**Given text:**
╭──
I thought it would be easy – download nasa height map data, turn it into an svg, and laser cut. But when I downloaded the height map data for the area, I found there was missing data. The contour lines weren’t close loops, but open loops. I had to painstakingly manually correct, the manually fix the train lines, removing overlapping lines that would causing the laser cutter to burn too deeply, and simplify some terrain. I even had to write a python program to help fix the data file. But I was happy with the final result.
╰──
**Provided material:**
╭──
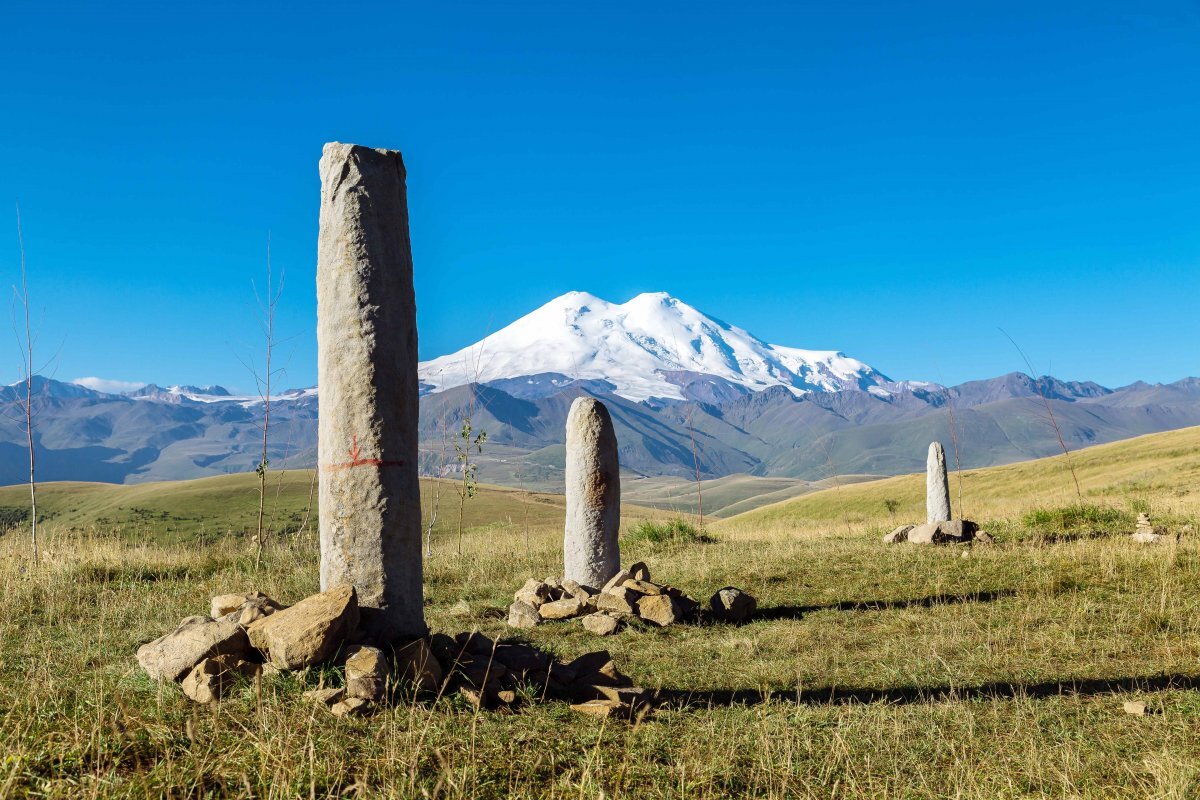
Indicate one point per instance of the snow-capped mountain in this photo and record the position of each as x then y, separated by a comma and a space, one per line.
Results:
652, 347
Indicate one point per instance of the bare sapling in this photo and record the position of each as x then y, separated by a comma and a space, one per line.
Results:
1050, 416
25, 346
268, 305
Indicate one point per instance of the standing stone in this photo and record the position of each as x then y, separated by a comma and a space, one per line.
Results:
591, 551
366, 367
937, 486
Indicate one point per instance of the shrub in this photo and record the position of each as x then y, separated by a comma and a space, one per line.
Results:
672, 531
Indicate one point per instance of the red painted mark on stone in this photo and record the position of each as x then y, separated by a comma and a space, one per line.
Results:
357, 459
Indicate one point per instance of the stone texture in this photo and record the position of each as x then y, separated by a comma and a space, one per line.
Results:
417, 666
591, 551
534, 593
565, 608
351, 707
660, 609
951, 531
601, 624
619, 600
731, 605
366, 368
173, 655
309, 632
324, 696
937, 485
522, 614
366, 673
210, 678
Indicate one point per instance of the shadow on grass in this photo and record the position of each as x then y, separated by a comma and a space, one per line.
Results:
797, 612
679, 698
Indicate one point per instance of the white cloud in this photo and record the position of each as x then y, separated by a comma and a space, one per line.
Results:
109, 386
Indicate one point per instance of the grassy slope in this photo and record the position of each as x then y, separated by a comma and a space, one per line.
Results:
1164, 467
870, 672
211, 506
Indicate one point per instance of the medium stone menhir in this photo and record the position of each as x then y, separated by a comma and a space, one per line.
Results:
591, 552
937, 486
366, 367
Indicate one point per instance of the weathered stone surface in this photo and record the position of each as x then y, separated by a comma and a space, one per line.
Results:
534, 593
522, 614
731, 605
564, 608
210, 678
937, 485
351, 707
417, 666
948, 531
621, 600
366, 673
660, 609
898, 535
591, 551
173, 655
366, 370
601, 624
309, 632
645, 587
324, 696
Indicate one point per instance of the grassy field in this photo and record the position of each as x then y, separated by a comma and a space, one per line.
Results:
870, 672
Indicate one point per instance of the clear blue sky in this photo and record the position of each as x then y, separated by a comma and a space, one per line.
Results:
892, 180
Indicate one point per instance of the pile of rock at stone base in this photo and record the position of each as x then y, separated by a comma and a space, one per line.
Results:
951, 531
630, 594
249, 635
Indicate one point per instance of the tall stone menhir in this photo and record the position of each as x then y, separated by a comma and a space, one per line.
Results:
591, 551
366, 370
937, 485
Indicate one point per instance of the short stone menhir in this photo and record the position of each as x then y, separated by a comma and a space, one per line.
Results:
940, 527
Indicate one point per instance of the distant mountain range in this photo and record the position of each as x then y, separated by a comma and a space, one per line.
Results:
670, 374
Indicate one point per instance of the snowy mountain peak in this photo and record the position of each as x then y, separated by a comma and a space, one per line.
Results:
651, 347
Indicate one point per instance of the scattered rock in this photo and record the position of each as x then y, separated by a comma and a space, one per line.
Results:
621, 600
209, 679
948, 531
415, 665
366, 673
565, 608
1135, 708
522, 614
660, 609
601, 624
351, 707
534, 593
731, 605
643, 587
172, 656
309, 632
324, 696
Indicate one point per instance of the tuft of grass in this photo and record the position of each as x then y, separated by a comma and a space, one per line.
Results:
669, 531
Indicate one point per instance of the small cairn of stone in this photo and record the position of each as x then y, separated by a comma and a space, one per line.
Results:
1145, 531
250, 635
630, 594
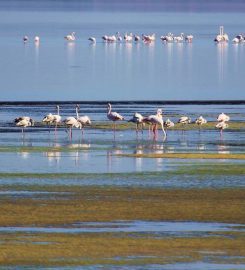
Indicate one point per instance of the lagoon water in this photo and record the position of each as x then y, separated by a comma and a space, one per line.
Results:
57, 70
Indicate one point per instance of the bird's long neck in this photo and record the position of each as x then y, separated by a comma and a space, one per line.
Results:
77, 112
163, 130
108, 109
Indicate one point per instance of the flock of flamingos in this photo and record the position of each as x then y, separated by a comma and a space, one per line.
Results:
169, 38
153, 121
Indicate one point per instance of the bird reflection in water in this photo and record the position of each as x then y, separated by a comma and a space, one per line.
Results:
77, 154
111, 156
223, 149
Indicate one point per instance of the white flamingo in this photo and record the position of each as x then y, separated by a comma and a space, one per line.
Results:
223, 117
189, 38
105, 37
136, 38
201, 121
168, 123
23, 122
112, 38
138, 119
118, 36
179, 38
221, 126
25, 39
57, 117
37, 39
92, 39
71, 122
113, 116
168, 38
221, 37
128, 38
48, 119
84, 120
149, 38
184, 120
156, 120
70, 37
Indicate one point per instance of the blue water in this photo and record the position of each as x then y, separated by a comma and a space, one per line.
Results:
57, 70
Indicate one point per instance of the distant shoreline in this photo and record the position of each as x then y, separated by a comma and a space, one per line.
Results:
98, 102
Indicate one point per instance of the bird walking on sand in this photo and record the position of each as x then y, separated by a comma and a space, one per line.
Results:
70, 37
23, 122
138, 119
92, 39
113, 116
201, 121
156, 120
223, 117
48, 119
221, 126
84, 120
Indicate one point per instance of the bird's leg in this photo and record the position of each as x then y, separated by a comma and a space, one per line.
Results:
55, 130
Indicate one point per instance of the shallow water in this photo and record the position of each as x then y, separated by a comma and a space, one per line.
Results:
57, 70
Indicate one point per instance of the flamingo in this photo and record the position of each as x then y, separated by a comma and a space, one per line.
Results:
36, 39
168, 123
138, 119
70, 37
71, 122
148, 38
23, 122
84, 120
223, 117
128, 38
92, 39
113, 116
25, 39
201, 121
48, 119
221, 37
168, 38
179, 38
118, 36
189, 38
136, 38
238, 39
57, 117
111, 38
105, 37
221, 126
156, 120
184, 120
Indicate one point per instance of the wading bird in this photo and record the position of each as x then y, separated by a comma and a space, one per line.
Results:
113, 116
200, 121
223, 117
221, 126
70, 37
92, 39
156, 120
84, 120
138, 119
23, 122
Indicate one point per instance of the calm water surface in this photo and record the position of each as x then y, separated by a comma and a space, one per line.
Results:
57, 70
╰──
**Work instructions:**
1. In the height map text, what was wrong with the contour lines?
2. List the steps that the height map text says the writer first expected to be easy.

**Answer set:**
1. They were open loops instead of closed loops.

2. Download NASA height map data, turn it into an SVG, and laser cut.